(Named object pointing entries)
==================================================

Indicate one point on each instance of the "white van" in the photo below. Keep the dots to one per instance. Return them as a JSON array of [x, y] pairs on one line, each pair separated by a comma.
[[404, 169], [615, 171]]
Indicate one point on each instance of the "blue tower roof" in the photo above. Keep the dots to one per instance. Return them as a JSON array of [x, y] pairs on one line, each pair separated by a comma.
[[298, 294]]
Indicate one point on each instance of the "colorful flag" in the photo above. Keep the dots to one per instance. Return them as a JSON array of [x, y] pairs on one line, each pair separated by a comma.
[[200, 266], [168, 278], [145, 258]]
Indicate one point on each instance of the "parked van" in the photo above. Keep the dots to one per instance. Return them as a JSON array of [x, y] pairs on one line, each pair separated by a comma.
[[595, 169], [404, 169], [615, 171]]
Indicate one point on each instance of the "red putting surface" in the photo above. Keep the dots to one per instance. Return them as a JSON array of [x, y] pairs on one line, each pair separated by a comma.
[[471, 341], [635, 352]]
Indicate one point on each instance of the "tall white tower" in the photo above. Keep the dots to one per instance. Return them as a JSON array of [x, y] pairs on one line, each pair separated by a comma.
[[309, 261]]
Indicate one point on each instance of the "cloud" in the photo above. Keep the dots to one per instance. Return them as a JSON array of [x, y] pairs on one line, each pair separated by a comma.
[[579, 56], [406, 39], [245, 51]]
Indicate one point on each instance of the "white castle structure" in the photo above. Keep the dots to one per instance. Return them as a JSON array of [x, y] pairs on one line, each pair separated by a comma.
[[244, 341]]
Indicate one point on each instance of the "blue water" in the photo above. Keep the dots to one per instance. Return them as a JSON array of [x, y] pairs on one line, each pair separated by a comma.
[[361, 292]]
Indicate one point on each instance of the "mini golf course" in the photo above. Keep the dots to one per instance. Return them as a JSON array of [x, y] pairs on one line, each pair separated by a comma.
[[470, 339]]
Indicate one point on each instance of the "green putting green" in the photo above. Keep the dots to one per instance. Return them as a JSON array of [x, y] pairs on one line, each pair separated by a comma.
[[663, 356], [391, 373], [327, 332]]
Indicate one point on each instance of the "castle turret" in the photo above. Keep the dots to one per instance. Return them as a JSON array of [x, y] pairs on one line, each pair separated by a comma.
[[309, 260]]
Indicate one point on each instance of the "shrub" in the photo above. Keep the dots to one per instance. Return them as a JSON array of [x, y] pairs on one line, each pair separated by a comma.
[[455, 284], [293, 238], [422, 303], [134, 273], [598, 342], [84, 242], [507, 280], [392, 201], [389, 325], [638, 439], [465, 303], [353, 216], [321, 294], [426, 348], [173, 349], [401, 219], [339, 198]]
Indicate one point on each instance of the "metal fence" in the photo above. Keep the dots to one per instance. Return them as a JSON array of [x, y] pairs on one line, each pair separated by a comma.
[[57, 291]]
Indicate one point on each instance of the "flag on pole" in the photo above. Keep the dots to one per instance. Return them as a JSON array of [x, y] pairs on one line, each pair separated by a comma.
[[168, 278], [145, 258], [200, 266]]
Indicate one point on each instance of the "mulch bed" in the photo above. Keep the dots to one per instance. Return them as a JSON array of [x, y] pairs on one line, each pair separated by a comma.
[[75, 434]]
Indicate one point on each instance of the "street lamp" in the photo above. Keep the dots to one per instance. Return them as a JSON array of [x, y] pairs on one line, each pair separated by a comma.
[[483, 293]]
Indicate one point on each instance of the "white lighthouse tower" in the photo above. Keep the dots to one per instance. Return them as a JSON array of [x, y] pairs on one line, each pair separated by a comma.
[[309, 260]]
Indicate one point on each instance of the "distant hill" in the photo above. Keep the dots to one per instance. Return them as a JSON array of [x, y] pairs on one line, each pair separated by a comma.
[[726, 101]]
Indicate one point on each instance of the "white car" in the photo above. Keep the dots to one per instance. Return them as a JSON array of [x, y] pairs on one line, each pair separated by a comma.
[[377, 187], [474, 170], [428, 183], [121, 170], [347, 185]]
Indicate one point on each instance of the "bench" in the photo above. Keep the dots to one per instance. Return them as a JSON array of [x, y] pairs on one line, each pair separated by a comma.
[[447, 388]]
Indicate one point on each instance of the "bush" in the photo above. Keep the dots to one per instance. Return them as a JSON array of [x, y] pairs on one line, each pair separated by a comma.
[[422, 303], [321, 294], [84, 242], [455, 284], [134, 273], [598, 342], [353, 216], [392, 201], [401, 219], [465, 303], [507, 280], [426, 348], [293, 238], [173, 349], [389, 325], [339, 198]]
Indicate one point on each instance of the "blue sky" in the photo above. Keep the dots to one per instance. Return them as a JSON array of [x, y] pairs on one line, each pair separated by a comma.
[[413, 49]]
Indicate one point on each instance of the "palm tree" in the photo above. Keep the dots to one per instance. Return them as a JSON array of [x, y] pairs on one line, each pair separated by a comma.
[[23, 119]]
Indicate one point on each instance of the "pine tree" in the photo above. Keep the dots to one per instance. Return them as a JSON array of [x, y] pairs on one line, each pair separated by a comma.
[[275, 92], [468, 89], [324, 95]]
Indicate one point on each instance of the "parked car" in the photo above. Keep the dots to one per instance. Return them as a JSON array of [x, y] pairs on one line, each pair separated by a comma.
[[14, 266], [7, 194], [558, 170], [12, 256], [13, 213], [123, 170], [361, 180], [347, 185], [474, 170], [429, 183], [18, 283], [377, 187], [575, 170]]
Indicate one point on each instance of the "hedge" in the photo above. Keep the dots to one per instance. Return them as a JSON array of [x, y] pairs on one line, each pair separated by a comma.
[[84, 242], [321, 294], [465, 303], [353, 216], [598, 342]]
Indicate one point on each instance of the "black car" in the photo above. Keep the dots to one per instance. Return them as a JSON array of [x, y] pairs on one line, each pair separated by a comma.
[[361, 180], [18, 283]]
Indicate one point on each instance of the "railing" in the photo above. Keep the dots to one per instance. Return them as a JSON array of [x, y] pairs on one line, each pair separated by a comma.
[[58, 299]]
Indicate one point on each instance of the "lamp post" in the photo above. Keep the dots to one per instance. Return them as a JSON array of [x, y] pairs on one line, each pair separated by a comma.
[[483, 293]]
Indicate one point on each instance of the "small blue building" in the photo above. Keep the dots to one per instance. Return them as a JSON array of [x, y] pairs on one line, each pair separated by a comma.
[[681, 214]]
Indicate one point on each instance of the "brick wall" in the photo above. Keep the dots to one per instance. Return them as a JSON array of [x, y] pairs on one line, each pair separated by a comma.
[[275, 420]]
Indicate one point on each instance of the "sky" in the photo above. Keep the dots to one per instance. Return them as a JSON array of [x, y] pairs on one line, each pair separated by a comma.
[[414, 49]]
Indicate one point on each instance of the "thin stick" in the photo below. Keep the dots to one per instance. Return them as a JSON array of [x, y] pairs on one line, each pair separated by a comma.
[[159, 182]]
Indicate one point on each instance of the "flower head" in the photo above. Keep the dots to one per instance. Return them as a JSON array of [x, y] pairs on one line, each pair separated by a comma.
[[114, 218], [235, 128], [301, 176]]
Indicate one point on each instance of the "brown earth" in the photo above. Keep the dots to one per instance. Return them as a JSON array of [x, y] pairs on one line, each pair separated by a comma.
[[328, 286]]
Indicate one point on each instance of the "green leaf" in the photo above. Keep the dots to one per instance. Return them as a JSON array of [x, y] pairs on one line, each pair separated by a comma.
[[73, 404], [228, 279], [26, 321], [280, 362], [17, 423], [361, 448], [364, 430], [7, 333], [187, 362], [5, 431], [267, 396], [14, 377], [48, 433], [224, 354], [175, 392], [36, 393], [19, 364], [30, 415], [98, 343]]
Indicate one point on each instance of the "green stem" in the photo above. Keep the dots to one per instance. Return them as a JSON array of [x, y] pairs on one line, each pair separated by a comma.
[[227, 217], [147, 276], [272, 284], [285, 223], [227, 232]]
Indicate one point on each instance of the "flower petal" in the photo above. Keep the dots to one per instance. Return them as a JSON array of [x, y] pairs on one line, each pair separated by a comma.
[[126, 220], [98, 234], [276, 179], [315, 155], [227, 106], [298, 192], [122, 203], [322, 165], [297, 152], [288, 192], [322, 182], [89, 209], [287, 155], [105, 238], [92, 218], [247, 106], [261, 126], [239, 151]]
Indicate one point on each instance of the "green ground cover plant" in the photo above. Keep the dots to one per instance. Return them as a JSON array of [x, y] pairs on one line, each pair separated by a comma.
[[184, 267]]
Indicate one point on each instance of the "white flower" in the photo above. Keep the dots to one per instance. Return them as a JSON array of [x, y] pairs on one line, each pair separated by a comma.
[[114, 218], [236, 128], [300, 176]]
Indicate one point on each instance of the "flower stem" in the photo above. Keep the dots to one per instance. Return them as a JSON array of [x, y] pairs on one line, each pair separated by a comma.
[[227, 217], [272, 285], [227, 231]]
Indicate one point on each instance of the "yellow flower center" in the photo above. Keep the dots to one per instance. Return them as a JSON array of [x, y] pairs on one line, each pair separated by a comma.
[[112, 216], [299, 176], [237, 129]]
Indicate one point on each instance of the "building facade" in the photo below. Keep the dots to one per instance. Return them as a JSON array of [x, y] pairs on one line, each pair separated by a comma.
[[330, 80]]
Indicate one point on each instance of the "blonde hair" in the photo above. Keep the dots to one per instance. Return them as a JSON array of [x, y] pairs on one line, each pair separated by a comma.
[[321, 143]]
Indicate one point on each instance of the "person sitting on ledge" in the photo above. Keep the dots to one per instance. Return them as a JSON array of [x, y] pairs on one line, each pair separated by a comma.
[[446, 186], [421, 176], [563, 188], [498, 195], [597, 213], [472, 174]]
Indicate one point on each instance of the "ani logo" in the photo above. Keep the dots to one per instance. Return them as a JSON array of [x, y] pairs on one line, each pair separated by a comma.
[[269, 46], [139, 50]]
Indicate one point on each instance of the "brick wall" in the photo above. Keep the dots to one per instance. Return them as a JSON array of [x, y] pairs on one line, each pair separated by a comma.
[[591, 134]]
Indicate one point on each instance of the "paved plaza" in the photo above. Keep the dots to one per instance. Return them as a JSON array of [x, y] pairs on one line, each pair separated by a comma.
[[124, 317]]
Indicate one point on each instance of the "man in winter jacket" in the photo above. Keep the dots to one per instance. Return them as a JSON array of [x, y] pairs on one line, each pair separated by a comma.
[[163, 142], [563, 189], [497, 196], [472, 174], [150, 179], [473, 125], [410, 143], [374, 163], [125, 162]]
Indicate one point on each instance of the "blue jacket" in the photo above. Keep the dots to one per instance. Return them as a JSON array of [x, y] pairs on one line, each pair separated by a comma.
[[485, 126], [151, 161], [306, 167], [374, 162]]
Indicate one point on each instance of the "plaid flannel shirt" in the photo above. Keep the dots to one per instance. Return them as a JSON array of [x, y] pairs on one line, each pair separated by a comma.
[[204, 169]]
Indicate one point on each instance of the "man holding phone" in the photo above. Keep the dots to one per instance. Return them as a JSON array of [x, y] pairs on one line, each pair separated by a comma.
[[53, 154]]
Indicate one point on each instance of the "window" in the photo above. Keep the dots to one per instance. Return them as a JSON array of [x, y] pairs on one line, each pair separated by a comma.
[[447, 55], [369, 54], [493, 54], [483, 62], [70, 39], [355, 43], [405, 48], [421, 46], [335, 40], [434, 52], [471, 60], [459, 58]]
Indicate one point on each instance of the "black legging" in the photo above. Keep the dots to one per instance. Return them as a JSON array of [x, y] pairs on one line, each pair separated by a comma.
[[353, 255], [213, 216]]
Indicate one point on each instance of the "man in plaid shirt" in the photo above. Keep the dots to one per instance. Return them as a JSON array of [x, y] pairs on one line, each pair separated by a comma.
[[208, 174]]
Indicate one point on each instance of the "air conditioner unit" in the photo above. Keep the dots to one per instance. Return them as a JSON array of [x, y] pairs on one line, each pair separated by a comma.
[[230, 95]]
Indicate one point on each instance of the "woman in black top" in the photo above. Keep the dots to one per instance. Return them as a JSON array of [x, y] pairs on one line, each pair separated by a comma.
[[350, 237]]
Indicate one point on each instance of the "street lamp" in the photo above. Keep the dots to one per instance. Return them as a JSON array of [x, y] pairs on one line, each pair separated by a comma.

==================================================

Set exercise
How many lines in the rows above contain the word "lighthouse"? Reply with the number only.

Final result
1